Exercise inputs –
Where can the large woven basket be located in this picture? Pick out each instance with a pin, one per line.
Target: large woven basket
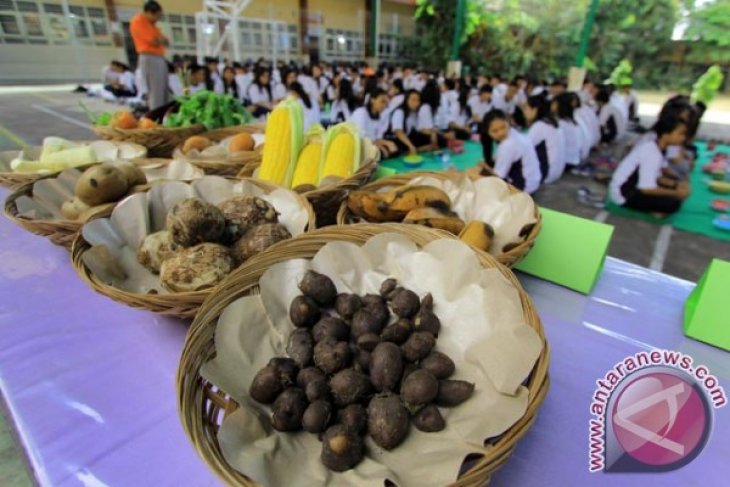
(509, 258)
(15, 180)
(202, 407)
(160, 141)
(233, 164)
(63, 232)
(184, 304)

Do this –
Revise the listing above so that every "woven" becomes "wicker", with all other text unchanged. Leave out the pictures.

Worked answer –
Where can the large wicker basket be located in this picture? Pick out each instance with a pin, one per line.
Target: large wicker basket
(509, 258)
(15, 180)
(202, 407)
(160, 141)
(233, 164)
(63, 232)
(184, 304)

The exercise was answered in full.